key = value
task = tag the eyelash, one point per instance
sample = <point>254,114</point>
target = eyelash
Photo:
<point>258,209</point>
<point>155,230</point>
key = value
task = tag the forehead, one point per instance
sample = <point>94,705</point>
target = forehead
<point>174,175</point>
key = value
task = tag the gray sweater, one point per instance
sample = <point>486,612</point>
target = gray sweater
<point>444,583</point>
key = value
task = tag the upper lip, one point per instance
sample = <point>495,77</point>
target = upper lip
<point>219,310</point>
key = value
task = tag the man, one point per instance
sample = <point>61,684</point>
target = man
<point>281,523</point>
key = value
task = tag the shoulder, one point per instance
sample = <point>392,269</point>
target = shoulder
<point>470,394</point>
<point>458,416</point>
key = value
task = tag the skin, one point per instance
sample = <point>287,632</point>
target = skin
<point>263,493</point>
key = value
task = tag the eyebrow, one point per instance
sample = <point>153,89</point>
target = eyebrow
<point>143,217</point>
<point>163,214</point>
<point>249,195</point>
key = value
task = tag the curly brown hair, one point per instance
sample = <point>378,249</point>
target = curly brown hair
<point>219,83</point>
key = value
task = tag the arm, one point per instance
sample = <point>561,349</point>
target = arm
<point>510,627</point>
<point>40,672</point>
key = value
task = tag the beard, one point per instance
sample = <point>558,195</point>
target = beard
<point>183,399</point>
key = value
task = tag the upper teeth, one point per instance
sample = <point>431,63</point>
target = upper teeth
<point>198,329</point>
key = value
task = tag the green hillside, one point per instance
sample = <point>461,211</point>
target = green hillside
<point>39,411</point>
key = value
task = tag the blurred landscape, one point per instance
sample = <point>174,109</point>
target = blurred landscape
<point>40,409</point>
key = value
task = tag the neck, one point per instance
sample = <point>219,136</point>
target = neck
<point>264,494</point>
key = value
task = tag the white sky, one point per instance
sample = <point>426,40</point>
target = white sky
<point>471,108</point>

======

## Instructions to follow:
Write out all the entries again, switching "one point per instance" to "one point for each instance" everywhere it appears and leaving every other character unchanged.

## Solution to this problem:
key = value
task = tag the eyelash, one point for each instance
sample = <point>254,114</point>
target = eyelash
Photo:
<point>258,209</point>
<point>155,230</point>
key = value
task = tag the forehead, one point for each instance
sample = <point>94,705</point>
target = forehead
<point>174,175</point>
key = value
task = tag the gray sweater, one point for each instance
sample = <point>486,612</point>
target = gray sweater
<point>444,583</point>
key = value
task = tag the upper lip, one point for each instance
sample = <point>495,77</point>
target = upper lip
<point>219,310</point>
key = value
task = tag the man, one point for each instance
sample = <point>61,684</point>
target = man
<point>281,523</point>
key = value
task = tag the shoulder, one point for each instance
sample = <point>392,269</point>
target = shoulder
<point>470,394</point>
<point>458,416</point>
key = value
task = tag the skin, one point for each instance
sample = <point>287,632</point>
target = skin
<point>263,493</point>
key = value
task = tag the eyebrow, one point for each instance
sample = <point>153,89</point>
target = eyebrow
<point>143,217</point>
<point>163,214</point>
<point>249,195</point>
key = value
task = tag the curly brown hair, one point for each instance
sample = <point>378,249</point>
target = curly brown hair
<point>219,83</point>
key = value
task = tag the arm, one point for each instance
sample = <point>561,349</point>
target = arm
<point>510,627</point>
<point>40,672</point>
key = value
task = tag the beard, one point for each instance
sample = <point>558,195</point>
target = beard
<point>183,399</point>
key = value
task = tag the upper teeth, one point for each instance
sample = <point>431,63</point>
target = upper teeth
<point>198,329</point>
key = value
task = tag the green hillside, one point for each instance
sample = <point>461,211</point>
target = green hillside
<point>39,411</point>
key = value
task = tag the blurred landscape, one point for each instance
sample = <point>174,109</point>
target = blurred landscape
<point>40,409</point>
key = value
task = tag the neck, one point for each instance
sample = <point>219,136</point>
target = neck
<point>264,494</point>
key = value
task = tag the white sky, one point for each instance
sample = <point>426,40</point>
target = white sky
<point>471,108</point>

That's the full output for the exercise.